DIRECTIONS :: Swap "Target" for "Label" everywhere in the data from the line with "Check that each instance of the hockey stick" through the end of the data. Give those lines again with only that change, and leave out the pictures.

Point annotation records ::
========

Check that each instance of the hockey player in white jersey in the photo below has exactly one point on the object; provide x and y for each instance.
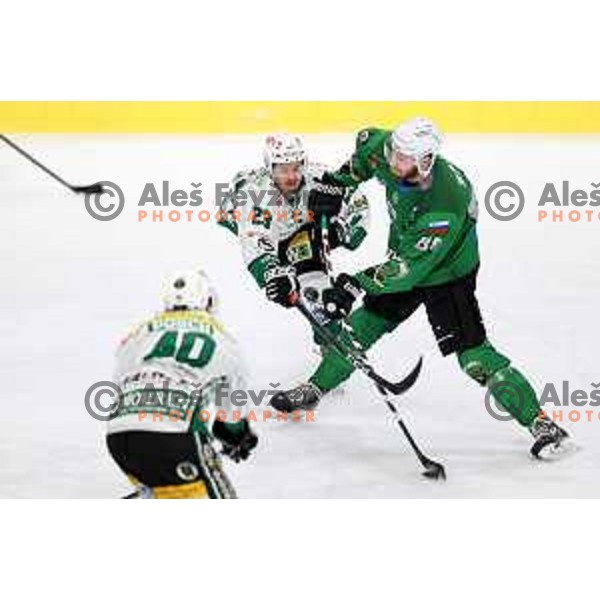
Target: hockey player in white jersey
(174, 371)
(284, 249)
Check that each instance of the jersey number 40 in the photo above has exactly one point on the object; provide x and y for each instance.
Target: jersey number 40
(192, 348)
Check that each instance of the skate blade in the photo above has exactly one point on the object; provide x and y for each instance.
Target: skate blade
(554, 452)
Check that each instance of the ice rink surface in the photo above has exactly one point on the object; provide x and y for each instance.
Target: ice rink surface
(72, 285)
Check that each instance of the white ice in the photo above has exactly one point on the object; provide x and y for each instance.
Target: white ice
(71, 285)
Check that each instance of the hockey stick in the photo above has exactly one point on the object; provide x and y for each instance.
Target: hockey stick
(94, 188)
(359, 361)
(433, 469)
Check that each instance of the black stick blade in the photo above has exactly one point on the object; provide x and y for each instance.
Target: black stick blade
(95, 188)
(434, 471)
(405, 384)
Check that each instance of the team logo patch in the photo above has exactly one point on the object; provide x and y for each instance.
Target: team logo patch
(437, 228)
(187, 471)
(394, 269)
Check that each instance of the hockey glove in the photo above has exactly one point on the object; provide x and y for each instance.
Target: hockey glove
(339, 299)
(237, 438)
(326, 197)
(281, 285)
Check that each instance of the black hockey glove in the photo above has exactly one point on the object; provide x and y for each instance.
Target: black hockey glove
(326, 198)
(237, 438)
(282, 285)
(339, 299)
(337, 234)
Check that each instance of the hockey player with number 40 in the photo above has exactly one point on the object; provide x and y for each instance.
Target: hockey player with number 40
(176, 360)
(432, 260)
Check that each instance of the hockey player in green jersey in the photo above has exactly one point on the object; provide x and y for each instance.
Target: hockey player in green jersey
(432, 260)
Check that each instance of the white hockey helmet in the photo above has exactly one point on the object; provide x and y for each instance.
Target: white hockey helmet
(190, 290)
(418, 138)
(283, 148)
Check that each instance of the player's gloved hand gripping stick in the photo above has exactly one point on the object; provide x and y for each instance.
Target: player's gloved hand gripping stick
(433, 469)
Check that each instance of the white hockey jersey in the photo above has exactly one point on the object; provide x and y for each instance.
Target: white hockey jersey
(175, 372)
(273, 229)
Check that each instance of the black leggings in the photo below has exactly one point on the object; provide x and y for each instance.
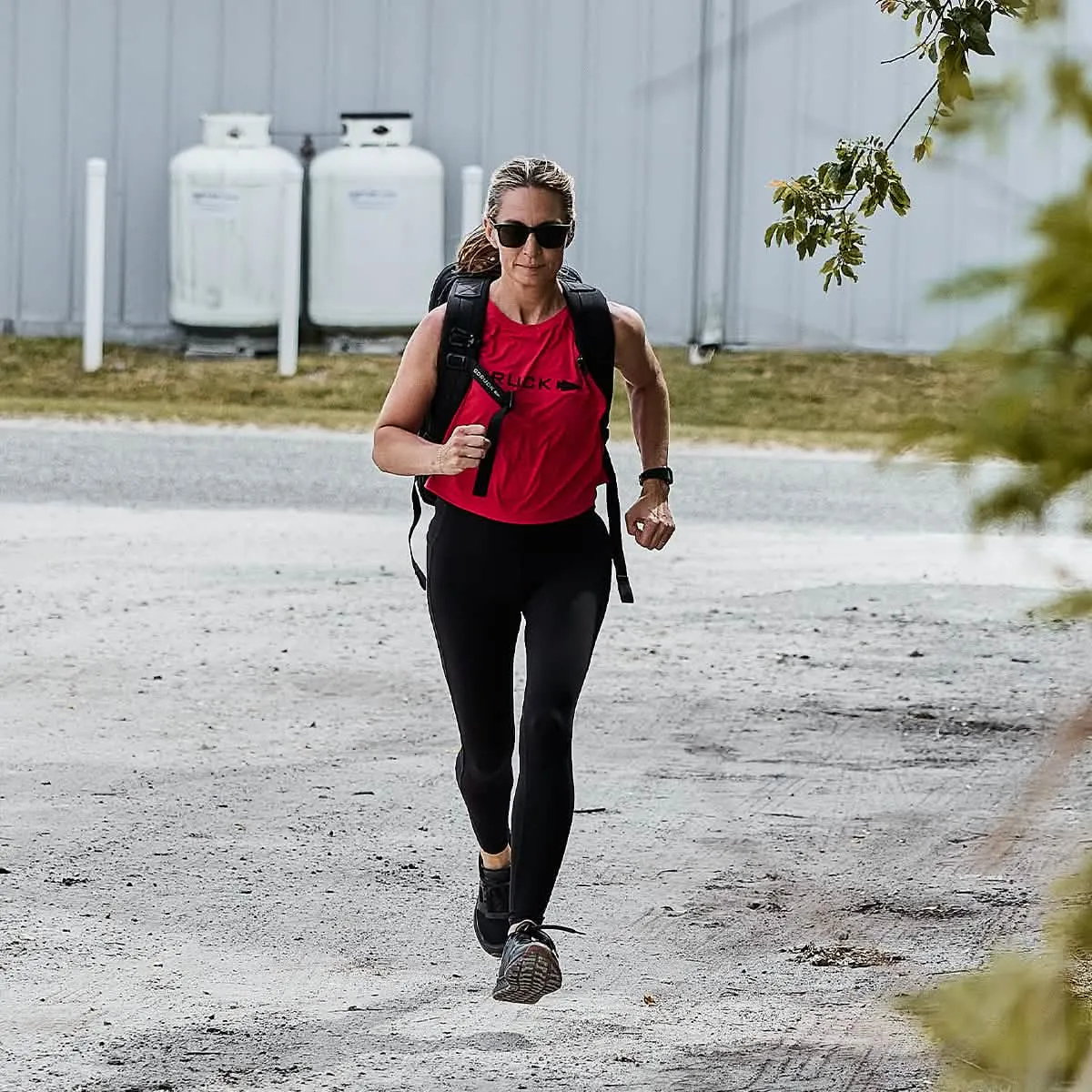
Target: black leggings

========

RESPONSE ::
Check that each instance of the hockey stick in the photo above has exactly one point on the object; provide x and y for each instance.
Label: hockey stick
(94, 188)
(359, 361)
(433, 469)
Check that each instance of the black stick blade in the photo above has exactly one point on the object; provide x and y for each instance.
Label: black stick blade
(95, 188)
(434, 471)
(405, 384)
Check that each instance of the team logo patch in the photo above has exactly one point on the object; provide x and y for each instance.
Label: team logo patch
(437, 228)
(187, 471)
(394, 269)
Check that each instance of the hockey glove in the photo above has exactly one point on the object; provide x and y for each instance.
Label: hockey glove
(339, 299)
(237, 438)
(326, 197)
(281, 285)
Check that each instance of the black hockey glove in the photo above has exactly one point on the object; provide x and y for each instance.
Label: black hockey glove
(326, 198)
(237, 438)
(282, 285)
(339, 299)
(337, 234)
Check that each instance of the hockey player with number 40 in the photo above has exactly one point on the object; provide x and y for each instance.
Label: hockey player with number 40
(176, 360)
(432, 260)
Check that each instance of the hockey player in green jersey in the photo above has exactly one point on the object; provide x and y for each instance.
Label: hockey player in green jersey
(432, 260)
Check that each instance of the white hockey helmet in the photo above has exactly one point on the object; provide x and y for each instance.
Label: white hockey helmet
(190, 290)
(418, 138)
(283, 148)
Check that each instance of the player's gloved hand gripping stick in the photo above has exactly one point on the object; provide x and y for each instance.
Label: player's gloved hand gripping stick
(433, 469)
Check that each instance of the white hockey jersey in the photo above has exactly one point on the object; provide x and y for each instance.
Label: white hockey jersey
(175, 372)
(273, 229)
Check that each instance of the black leggings in the photo below has exactly one point on the object; provide x and y for each instance.
Label: black leggings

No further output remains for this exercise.